A block of data:
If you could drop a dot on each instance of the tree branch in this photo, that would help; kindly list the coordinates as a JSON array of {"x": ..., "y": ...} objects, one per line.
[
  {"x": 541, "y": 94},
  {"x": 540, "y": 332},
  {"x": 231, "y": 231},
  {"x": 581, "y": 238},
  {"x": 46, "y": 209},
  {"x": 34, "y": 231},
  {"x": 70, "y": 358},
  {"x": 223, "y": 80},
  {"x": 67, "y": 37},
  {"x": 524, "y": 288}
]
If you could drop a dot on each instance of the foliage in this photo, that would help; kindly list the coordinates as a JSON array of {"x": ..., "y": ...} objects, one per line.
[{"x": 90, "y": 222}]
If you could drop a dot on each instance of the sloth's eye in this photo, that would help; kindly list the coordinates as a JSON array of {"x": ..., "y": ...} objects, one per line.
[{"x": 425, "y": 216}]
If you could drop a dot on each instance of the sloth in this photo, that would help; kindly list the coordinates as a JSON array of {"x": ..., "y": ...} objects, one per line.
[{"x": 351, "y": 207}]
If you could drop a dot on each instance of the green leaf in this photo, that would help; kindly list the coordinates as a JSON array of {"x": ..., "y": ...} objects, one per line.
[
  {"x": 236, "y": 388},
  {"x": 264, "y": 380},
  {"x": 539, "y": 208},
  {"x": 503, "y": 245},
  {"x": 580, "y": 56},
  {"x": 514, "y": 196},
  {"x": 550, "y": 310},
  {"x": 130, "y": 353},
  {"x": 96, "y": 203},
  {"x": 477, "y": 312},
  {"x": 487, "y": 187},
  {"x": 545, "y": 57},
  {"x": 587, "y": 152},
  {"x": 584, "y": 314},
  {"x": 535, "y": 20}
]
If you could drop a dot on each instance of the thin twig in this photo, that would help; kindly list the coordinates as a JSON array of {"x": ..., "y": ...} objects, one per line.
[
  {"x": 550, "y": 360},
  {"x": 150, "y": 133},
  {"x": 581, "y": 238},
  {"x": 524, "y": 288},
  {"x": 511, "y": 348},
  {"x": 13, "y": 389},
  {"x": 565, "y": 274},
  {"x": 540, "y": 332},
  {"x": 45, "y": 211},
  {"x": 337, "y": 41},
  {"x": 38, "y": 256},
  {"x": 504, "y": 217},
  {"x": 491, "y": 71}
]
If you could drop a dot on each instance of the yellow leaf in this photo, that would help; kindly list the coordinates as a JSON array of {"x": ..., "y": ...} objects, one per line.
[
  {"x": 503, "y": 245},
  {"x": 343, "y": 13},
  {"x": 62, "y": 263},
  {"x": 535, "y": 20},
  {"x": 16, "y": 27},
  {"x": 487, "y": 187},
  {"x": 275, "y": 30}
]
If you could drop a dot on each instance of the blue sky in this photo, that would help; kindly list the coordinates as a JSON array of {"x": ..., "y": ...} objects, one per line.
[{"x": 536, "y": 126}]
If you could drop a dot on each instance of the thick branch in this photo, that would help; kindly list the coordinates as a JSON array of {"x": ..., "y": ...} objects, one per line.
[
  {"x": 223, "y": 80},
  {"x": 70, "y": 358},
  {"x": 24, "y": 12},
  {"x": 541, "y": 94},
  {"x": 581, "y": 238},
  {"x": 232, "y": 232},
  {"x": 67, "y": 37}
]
...
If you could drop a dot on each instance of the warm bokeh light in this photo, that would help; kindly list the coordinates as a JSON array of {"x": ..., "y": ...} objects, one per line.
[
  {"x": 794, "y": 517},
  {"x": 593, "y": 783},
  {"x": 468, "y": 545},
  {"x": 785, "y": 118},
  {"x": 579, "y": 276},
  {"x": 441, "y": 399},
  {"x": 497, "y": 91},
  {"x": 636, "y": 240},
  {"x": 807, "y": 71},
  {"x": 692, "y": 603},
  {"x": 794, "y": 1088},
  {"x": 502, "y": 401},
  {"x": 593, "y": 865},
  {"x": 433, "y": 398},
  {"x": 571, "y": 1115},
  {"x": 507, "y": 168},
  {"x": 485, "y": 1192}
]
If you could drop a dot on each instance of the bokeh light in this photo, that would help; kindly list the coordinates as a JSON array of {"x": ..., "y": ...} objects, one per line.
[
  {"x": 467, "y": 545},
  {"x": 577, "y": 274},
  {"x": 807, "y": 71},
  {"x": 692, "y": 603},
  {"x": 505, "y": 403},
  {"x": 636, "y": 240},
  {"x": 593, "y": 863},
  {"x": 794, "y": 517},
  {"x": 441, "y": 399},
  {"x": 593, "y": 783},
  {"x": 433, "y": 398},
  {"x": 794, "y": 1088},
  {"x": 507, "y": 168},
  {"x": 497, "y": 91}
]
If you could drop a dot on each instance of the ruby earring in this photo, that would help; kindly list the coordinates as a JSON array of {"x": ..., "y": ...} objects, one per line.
--
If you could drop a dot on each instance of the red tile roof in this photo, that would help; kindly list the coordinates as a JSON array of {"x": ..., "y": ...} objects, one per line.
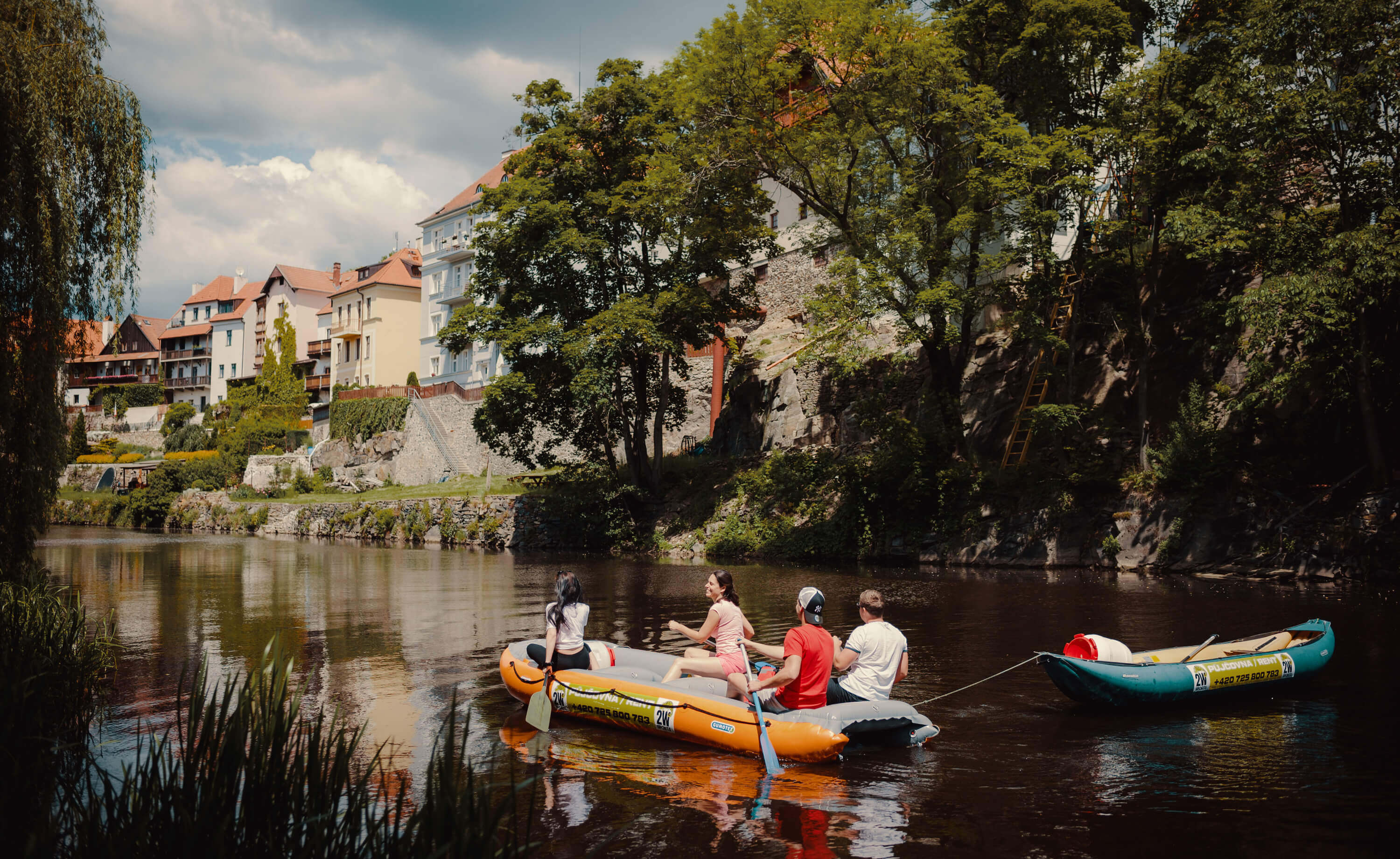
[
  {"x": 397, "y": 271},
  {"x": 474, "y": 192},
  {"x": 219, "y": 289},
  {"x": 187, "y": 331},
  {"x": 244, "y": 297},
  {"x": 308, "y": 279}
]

DO THIS:
How many lines of the entries contain the word "branch"? Give only the number.

EXERCISE SOLUTION:
2